### Directions for this task:
Could you output only the lines from the one containing "the wood grain" through the last line of the data, both included?

┌──

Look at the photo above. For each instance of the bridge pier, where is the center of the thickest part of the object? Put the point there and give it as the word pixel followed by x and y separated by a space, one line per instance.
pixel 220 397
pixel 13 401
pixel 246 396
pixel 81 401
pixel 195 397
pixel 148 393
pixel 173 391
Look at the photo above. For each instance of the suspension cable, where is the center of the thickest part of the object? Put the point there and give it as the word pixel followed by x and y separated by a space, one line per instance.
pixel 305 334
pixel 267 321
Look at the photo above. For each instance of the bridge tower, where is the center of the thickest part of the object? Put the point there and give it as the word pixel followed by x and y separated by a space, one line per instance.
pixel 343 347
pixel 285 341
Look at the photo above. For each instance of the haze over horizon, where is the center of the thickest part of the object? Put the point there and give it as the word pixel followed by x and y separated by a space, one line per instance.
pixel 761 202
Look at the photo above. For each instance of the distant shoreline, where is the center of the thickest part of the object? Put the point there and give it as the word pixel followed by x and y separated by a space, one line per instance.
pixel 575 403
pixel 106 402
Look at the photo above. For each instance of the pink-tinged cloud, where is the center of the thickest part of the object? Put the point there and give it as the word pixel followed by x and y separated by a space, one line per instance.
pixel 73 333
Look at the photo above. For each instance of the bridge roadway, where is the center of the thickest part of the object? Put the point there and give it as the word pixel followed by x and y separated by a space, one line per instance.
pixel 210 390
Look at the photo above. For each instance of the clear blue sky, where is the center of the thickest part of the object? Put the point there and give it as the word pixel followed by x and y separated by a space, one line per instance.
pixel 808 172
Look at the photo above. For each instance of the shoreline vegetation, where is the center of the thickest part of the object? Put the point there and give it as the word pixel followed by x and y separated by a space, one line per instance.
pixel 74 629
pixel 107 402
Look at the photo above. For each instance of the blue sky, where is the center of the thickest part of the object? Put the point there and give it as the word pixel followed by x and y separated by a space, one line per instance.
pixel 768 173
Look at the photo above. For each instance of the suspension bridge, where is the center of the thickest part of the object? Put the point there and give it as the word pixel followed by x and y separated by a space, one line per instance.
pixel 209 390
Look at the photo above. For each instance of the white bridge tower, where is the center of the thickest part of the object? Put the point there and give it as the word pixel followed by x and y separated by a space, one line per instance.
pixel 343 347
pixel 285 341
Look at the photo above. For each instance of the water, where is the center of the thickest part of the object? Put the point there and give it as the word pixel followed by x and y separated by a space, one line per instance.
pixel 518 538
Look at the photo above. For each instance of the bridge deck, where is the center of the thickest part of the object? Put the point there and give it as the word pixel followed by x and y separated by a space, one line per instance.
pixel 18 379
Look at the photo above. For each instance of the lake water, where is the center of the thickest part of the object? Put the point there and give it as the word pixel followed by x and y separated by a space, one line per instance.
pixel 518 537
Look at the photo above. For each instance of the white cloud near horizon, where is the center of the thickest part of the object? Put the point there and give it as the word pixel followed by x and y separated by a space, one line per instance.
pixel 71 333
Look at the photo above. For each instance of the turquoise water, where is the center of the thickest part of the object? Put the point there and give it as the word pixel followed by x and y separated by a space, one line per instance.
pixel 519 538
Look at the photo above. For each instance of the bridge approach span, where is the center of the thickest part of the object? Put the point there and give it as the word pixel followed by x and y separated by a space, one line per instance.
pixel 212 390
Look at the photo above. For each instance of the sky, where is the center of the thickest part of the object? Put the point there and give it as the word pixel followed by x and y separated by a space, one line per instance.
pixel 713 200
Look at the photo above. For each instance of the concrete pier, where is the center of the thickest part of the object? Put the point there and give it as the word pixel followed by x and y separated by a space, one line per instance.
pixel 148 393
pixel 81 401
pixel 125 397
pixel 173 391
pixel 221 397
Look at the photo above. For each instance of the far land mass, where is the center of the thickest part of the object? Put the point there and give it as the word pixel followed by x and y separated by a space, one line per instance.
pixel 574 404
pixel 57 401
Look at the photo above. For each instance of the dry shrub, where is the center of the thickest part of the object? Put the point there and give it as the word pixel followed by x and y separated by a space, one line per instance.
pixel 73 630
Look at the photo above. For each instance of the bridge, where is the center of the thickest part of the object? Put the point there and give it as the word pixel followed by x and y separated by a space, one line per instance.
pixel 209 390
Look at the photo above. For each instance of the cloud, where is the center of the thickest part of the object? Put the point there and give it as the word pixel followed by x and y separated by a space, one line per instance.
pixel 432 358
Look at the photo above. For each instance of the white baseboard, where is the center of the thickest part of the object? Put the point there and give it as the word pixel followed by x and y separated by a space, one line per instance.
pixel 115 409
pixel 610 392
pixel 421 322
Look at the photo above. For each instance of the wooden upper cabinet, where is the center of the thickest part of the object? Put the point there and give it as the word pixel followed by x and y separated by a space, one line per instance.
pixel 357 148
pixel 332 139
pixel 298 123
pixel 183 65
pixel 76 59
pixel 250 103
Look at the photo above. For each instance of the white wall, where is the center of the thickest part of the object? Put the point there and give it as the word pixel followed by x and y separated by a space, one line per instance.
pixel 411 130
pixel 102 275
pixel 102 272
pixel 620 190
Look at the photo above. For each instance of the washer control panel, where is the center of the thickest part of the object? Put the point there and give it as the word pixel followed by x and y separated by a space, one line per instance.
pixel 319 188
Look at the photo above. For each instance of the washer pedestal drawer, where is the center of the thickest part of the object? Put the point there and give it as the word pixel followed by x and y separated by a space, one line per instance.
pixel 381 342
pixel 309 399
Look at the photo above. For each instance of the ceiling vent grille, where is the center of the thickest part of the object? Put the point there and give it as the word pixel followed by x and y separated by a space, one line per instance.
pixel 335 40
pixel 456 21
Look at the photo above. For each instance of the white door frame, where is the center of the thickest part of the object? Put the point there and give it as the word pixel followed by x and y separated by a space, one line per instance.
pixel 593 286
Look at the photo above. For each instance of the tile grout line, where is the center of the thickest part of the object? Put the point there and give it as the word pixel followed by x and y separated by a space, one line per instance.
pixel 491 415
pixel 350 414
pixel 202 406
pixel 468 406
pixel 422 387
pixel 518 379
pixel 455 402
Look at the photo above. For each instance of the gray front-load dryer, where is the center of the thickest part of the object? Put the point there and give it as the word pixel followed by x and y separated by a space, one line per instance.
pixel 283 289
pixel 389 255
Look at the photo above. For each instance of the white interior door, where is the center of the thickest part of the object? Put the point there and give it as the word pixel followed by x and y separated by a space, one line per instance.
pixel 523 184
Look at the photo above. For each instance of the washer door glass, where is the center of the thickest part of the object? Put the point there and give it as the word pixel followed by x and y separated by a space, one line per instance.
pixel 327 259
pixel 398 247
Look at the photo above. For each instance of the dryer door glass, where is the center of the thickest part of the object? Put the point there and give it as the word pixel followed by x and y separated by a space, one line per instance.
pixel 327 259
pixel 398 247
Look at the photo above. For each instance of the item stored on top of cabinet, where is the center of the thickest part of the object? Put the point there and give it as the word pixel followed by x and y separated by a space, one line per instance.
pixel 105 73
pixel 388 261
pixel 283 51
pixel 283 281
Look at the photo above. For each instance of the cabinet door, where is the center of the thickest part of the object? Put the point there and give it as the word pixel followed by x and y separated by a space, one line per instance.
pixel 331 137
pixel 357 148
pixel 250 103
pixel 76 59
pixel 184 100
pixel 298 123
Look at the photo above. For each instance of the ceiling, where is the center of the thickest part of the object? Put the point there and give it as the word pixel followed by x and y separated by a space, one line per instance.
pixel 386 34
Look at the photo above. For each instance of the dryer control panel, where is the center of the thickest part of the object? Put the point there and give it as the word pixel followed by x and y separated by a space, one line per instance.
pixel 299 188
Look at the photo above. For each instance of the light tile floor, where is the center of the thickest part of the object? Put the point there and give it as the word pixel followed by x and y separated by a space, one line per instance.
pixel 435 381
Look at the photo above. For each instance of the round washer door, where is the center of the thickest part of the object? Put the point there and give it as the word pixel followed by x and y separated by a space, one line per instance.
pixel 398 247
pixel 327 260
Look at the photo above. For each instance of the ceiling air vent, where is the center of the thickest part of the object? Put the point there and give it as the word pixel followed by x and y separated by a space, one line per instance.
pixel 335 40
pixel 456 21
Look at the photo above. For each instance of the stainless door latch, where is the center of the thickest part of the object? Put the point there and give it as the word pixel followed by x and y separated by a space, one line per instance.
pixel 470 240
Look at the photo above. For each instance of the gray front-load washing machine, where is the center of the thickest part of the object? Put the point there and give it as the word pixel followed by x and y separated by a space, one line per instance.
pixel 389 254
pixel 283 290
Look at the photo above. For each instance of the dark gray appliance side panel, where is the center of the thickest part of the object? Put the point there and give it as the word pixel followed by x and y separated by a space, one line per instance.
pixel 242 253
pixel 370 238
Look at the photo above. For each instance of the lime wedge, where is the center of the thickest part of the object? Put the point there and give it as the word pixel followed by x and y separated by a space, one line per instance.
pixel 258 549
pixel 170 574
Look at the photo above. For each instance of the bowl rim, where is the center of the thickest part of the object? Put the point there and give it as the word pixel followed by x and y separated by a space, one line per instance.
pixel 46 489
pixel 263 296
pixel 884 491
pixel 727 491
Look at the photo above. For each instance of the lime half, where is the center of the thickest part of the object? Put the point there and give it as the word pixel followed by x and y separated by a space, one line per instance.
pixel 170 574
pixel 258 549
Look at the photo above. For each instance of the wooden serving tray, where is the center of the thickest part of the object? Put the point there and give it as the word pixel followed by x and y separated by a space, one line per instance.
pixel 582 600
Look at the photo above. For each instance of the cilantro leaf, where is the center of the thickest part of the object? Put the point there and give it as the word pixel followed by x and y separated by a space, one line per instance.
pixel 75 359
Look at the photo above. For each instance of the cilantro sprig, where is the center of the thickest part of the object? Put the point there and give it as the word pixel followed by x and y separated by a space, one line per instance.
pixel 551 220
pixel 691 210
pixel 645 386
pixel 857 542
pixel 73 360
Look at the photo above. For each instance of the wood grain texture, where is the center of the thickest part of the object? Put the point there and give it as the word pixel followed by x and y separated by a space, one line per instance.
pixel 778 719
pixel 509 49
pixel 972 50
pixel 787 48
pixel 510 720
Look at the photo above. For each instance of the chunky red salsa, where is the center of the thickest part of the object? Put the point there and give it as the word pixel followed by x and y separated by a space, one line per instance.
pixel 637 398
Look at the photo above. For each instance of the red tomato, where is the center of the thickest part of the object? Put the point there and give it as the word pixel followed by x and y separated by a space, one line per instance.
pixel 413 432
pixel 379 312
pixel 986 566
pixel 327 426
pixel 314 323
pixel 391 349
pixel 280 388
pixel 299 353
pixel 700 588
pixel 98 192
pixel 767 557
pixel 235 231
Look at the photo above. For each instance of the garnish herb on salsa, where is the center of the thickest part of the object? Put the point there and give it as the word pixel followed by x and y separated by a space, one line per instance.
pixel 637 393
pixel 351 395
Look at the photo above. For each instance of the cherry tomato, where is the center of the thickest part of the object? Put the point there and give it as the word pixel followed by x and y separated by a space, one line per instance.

└──

### Response:
Look at the photo above. For each instance of the wood grain texture, where is the center of the thickest part of the object? Put the point there and give it as the word pixel followed by x and y separated by a space, one line per instance.
pixel 778 719
pixel 509 49
pixel 972 50
pixel 787 48
pixel 510 720
Look at the photo above. For each instance of the chunky red salsa, where is the center of the thickest part of the object? Put the point there and give it as the word pixel followed by x and y separated by a space, one line per instance.
pixel 637 398
Look at the photo above. For each instance of the red tomato, where is the center of the thickest part of the object? Put the point there and give it as the word pixel followed by x and y separated by a space, one line per instance.
pixel 413 432
pixel 379 312
pixel 986 566
pixel 327 426
pixel 314 323
pixel 391 349
pixel 280 388
pixel 299 353
pixel 700 588
pixel 98 192
pixel 767 557
pixel 235 231
Look at the photo above. For each instance of the garnish herb on salsa, where is the center of the thickest part of the object? Put the point there and give it as the word pixel followed by x and y separated by a space, one line per instance.
pixel 637 393
pixel 351 395
Look at the photo above. For each instance of the cherry tomato, where is the center of the thickest part of the object? Put the point there and give it as the word pixel followed by x and y separated by a space, one line per instance.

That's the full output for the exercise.